Tropical Sprue

Submitted by Aldi on Sun, 03/05/2023 - 01:59

Tropical sprue was one of the illnesses contracted during the war, so I have looked up a bit more about it. 

Tropical sprue is a malabsorption disease marked by inflammation of the lining of the small intestine and characterized by chronic diarrhoea, nausea, malabsorption of nutrients, weight loss and fatigue. This inflammation makes it difficult to absorb nutrients from food, in particular folic acid and vitamin B12. To avoid the complications and morbidity associated with this condition, it must be promptly diagnosed and treated.

Sprue generally occurs in the tropical areas of the Caribbean, India, South Africa and Southeast Asia.  It is similar to, but different from, giardiasis, Crohn’s disease, ulcerative colitis and irritable bowel syndrome.  It is treated with tetracycline antibiotics to kill the bacteria and with treatment for the malabsorption, by replacing the vitamins, nutrients, and electrolytes that the body is lacking, ie iron, folic acid and vitamin B12.  Recovery can be quick and dramatic after the first large dose of folic acid, and folic acid may be enough to improve symptoms on its own.  Most people show good outcomes after three to six months of treatment.  Non-tropical sprue responds to a gluten-free diet.

_EXTRACTED ENTRIES:_
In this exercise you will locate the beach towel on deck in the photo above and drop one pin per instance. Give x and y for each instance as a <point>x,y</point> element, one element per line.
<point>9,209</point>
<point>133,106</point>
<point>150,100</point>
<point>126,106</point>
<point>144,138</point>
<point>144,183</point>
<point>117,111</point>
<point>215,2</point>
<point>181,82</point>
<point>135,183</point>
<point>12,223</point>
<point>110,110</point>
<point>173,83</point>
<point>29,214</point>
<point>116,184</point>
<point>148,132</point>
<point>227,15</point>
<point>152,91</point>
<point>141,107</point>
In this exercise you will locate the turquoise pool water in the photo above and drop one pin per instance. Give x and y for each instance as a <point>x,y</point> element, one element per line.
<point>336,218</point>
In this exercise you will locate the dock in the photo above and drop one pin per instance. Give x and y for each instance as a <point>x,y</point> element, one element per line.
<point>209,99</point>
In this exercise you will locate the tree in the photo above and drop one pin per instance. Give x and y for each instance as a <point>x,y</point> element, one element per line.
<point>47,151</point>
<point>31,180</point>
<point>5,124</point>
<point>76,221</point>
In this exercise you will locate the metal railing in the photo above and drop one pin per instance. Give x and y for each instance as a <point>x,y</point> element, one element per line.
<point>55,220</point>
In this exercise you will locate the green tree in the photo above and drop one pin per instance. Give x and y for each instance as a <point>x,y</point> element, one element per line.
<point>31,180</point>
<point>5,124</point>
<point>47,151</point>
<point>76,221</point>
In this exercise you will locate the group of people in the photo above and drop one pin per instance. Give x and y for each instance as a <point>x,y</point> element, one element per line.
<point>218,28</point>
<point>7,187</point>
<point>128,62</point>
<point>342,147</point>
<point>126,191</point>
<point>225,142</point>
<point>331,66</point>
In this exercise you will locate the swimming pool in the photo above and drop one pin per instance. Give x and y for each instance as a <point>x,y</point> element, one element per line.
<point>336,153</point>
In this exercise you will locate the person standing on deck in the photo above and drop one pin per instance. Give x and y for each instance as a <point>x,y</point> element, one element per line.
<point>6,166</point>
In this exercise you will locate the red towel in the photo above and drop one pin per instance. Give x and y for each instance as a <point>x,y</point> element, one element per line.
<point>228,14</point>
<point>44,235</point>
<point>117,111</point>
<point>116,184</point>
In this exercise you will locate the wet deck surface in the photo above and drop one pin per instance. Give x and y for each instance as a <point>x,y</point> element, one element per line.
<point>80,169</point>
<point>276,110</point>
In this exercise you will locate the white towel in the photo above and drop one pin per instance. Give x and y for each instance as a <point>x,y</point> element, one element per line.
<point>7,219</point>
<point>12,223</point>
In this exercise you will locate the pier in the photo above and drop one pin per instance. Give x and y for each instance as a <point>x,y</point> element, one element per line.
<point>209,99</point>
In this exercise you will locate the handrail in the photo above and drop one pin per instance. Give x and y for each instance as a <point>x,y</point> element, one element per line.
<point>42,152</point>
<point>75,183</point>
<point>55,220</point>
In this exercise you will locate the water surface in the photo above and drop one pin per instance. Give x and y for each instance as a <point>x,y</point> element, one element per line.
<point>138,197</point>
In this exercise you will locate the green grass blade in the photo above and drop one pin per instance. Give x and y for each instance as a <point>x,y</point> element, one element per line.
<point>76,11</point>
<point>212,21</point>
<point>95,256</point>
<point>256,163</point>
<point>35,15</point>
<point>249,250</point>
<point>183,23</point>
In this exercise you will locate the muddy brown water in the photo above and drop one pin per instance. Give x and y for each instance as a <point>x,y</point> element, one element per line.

_ABOUT THIS EXERCISE:_ Reproduce word for word the part of the tropical sprue text that opens with the words containing "Submitted by Aldi" and closes with "diagnosed and treated.".

_RESPONSE:_
Submitted by Aldi on Sun, 03/05/2023 - 01:59

Tropical sprue was one of the illnesses contracted during the war, so I have looked up a bit more about it. 

Tropical sprue is a malabsorption disease marked by inflammation of the lining of the small intestine and characterized by chronic diarrhoea, nausea, malabsorption of nutrients, weight loss and fatigue. This inflammation makes it difficult to absorb nutrients from food, in particular folic acid and vitamin B12. To avoid the complications and morbidity associated with this condition, it must be promptly diagnosed and treated.